** BEGIN STORED DATA **

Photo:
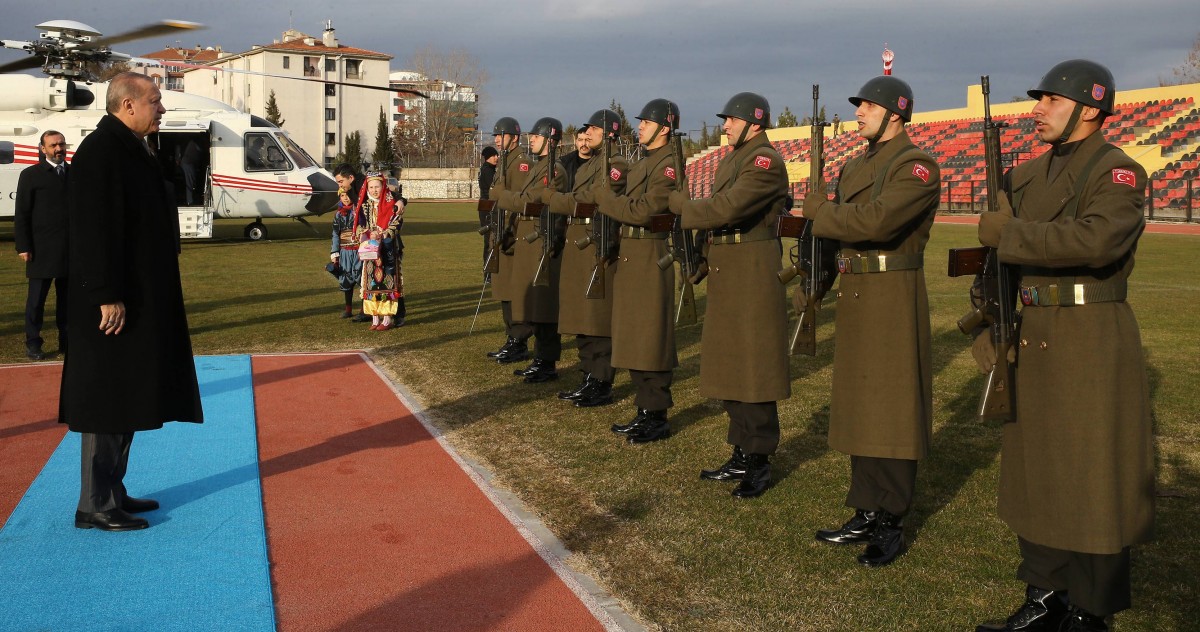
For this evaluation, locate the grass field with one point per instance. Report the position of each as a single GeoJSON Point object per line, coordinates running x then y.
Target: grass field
{"type": "Point", "coordinates": [681, 553]}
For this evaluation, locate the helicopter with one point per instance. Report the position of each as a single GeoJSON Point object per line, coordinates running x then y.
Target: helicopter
{"type": "Point", "coordinates": [239, 166]}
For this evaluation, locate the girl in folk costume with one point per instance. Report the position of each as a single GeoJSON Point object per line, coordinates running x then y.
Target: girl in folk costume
{"type": "Point", "coordinates": [343, 256]}
{"type": "Point", "coordinates": [377, 226]}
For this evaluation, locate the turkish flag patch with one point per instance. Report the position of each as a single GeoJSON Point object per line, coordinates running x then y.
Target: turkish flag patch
{"type": "Point", "coordinates": [1125, 176]}
{"type": "Point", "coordinates": [921, 172]}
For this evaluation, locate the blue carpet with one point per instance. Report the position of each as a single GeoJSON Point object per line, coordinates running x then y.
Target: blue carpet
{"type": "Point", "coordinates": [202, 565]}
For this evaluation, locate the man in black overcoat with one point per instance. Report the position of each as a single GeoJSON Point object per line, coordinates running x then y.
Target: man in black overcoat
{"type": "Point", "coordinates": [130, 366]}
{"type": "Point", "coordinates": [41, 230]}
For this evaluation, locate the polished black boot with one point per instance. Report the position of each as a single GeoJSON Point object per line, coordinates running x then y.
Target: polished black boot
{"type": "Point", "coordinates": [756, 479]}
{"type": "Point", "coordinates": [598, 395]}
{"type": "Point", "coordinates": [579, 390]}
{"type": "Point", "coordinates": [625, 428]}
{"type": "Point", "coordinates": [1042, 612]}
{"type": "Point", "coordinates": [516, 351]}
{"type": "Point", "coordinates": [858, 528]}
{"type": "Point", "coordinates": [731, 470]}
{"type": "Point", "coordinates": [654, 427]}
{"type": "Point", "coordinates": [538, 372]}
{"type": "Point", "coordinates": [887, 542]}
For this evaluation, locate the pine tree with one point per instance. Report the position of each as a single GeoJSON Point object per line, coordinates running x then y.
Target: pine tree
{"type": "Point", "coordinates": [273, 110]}
{"type": "Point", "coordinates": [384, 155]}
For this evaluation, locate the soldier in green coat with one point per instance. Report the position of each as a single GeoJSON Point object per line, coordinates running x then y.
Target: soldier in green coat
{"type": "Point", "coordinates": [743, 347]}
{"type": "Point", "coordinates": [1077, 463]}
{"type": "Point", "coordinates": [643, 293]}
{"type": "Point", "coordinates": [882, 405]}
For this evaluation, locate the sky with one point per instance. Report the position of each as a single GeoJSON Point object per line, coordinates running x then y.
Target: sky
{"type": "Point", "coordinates": [567, 59]}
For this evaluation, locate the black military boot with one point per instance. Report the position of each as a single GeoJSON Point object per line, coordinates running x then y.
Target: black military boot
{"type": "Point", "coordinates": [1079, 620]}
{"type": "Point", "coordinates": [1042, 612]}
{"type": "Point", "coordinates": [731, 470]}
{"type": "Point", "coordinates": [516, 351]}
{"type": "Point", "coordinates": [858, 528]}
{"type": "Point", "coordinates": [654, 427]}
{"type": "Point", "coordinates": [625, 428]}
{"type": "Point", "coordinates": [538, 372]}
{"type": "Point", "coordinates": [503, 348]}
{"type": "Point", "coordinates": [579, 390]}
{"type": "Point", "coordinates": [887, 541]}
{"type": "Point", "coordinates": [598, 395]}
{"type": "Point", "coordinates": [756, 479]}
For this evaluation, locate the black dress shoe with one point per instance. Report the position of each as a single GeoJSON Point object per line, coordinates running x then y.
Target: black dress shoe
{"type": "Point", "coordinates": [109, 521]}
{"type": "Point", "coordinates": [1042, 612]}
{"type": "Point", "coordinates": [599, 395]}
{"type": "Point", "coordinates": [858, 528]}
{"type": "Point", "coordinates": [139, 505]}
{"type": "Point", "coordinates": [579, 390]}
{"type": "Point", "coordinates": [625, 428]}
{"type": "Point", "coordinates": [757, 477]}
{"type": "Point", "coordinates": [887, 542]}
{"type": "Point", "coordinates": [731, 470]}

** END STORED DATA **

- _TASK DIRECTIONS_
Render every line of the data above as a JSON list of strings, one string per line, omitting blank lines and leaving out the pictures.

- _OUTPUT FOR THIS EXERCISE_
[
  "Photo:",
  "For this evaluation, locate the grass field with one point per instance. Report the position of each as a single GeoJSON Point object per line, coordinates running x then y.",
  "Target: grass field",
  "{\"type\": \"Point\", \"coordinates\": [681, 553]}",
  "For this evaluation, locate the helicopter with one point per instance. Report the position of each as a single GeoJSON Point object per line, coordinates running x then y.",
  "Target: helicopter",
  "{\"type\": \"Point\", \"coordinates\": [239, 166]}",
  "For this evaluation, locate the girl in folk costume with one point per instance. Report the position of each as a single GeoJSON Point object per line, coordinates running x then y.",
  "Target: girl in folk costume",
  "{\"type\": \"Point\", \"coordinates\": [343, 256]}",
  "{\"type\": \"Point\", \"coordinates\": [377, 226]}",
  "For this evaluation, locate the turkish flag patch with one point per instance. Report the position of each as a single GeoJSON Point object per line, coordinates running x then y.",
  "Target: turkish flag patch",
  "{\"type\": \"Point\", \"coordinates\": [1125, 176]}",
  "{\"type\": \"Point\", \"coordinates\": [921, 172]}",
  "For this evaluation, locate the blue carpet with one point per instance. Report the position of each as a single GeoJSON Point object per line, coordinates running x then y.",
  "Target: blue carpet",
  "{\"type\": \"Point\", \"coordinates\": [202, 565]}",
  "For this evaluation, locate the man in black overcoat with one point per instance. Report the position of each as a single GeoJSON Point object per line, coordinates running x then y.",
  "Target: man in black overcoat",
  "{\"type\": \"Point\", \"coordinates\": [130, 366]}",
  "{\"type\": \"Point\", \"coordinates\": [41, 230]}",
  "For this evaluation, locate the polished black boot with one point per instance. Report the position of each as a single GeoJSON Point object per line, coordinates running x then y.",
  "Target: polished black boot",
  "{\"type\": \"Point\", \"coordinates\": [756, 479]}",
  "{\"type\": \"Point\", \"coordinates\": [598, 395]}",
  "{\"type\": \"Point\", \"coordinates\": [579, 390]}",
  "{\"type\": \"Point\", \"coordinates\": [625, 428]}",
  "{\"type\": \"Point\", \"coordinates\": [1042, 612]}",
  "{\"type\": \"Point\", \"coordinates\": [516, 351]}",
  "{\"type\": \"Point\", \"coordinates\": [858, 528]}",
  "{\"type\": \"Point\", \"coordinates\": [731, 470]}",
  "{\"type\": \"Point\", \"coordinates\": [654, 427]}",
  "{\"type\": \"Point\", \"coordinates\": [538, 372]}",
  "{\"type\": \"Point\", \"coordinates\": [887, 542]}",
  "For this evaluation, locate the pine tree with one point per instance. Report the position of each as a single GeoJSON Point object per line, coordinates running x then y.",
  "Target: pine tree",
  "{\"type\": \"Point\", \"coordinates\": [273, 110]}",
  "{\"type\": \"Point\", \"coordinates\": [384, 155]}",
  "For this evaluation, locate the soldier in green coat with one point per instance. Report the position of each as a single GeoJSON Point object per line, coordinates running x then y.",
  "Target: soldier in green coat",
  "{\"type\": \"Point\", \"coordinates\": [743, 347]}",
  "{\"type\": \"Point\", \"coordinates\": [1077, 463]}",
  "{\"type\": \"Point\", \"coordinates\": [643, 293]}",
  "{\"type\": \"Point\", \"coordinates\": [882, 405]}",
  "For this evaluation, locate the sky with one point per instance. Report the position of each as a single GeoJSON Point object per line, coordinates running x then y.",
  "Target: sky",
  "{\"type\": \"Point\", \"coordinates\": [567, 59]}",
  "For this evaluation, locate the black military boot with one point per instance. Report the position of each as a single GeoJSON Point object per line, coordinates running x then y.",
  "Target: black military boot",
  "{\"type\": \"Point\", \"coordinates\": [1079, 620]}",
  "{\"type\": \"Point\", \"coordinates\": [1042, 612]}",
  "{\"type\": \"Point\", \"coordinates\": [731, 470]}",
  "{\"type\": \"Point\", \"coordinates\": [516, 351]}",
  "{\"type\": \"Point\", \"coordinates\": [858, 528]}",
  "{\"type\": \"Point\", \"coordinates\": [654, 427]}",
  "{\"type\": \"Point\", \"coordinates\": [625, 428]}",
  "{\"type\": \"Point\", \"coordinates\": [538, 372]}",
  "{\"type\": \"Point\", \"coordinates\": [503, 348]}",
  "{\"type\": \"Point\", \"coordinates\": [579, 390]}",
  "{\"type\": \"Point\", \"coordinates\": [887, 541]}",
  "{\"type\": \"Point\", \"coordinates\": [598, 395]}",
  "{\"type\": \"Point\", \"coordinates\": [756, 479]}",
  "For this evaluation, locate the black dress shoe with one point per instance. Report the position of each as a single GeoJSON Point object per line, coordinates running x then y.",
  "Target: black dress shoe",
  "{\"type\": \"Point\", \"coordinates\": [109, 521]}",
  "{\"type\": \"Point\", \"coordinates\": [1042, 612]}",
  "{\"type\": \"Point\", \"coordinates\": [599, 395]}",
  "{\"type\": \"Point\", \"coordinates\": [858, 528]}",
  "{\"type\": \"Point\", \"coordinates\": [139, 505]}",
  "{\"type\": \"Point\", \"coordinates\": [579, 390]}",
  "{\"type\": \"Point\", \"coordinates\": [625, 428]}",
  "{\"type\": \"Point\", \"coordinates\": [757, 477]}",
  "{\"type\": \"Point\", \"coordinates\": [887, 542]}",
  "{\"type\": \"Point\", \"coordinates\": [731, 470]}"
]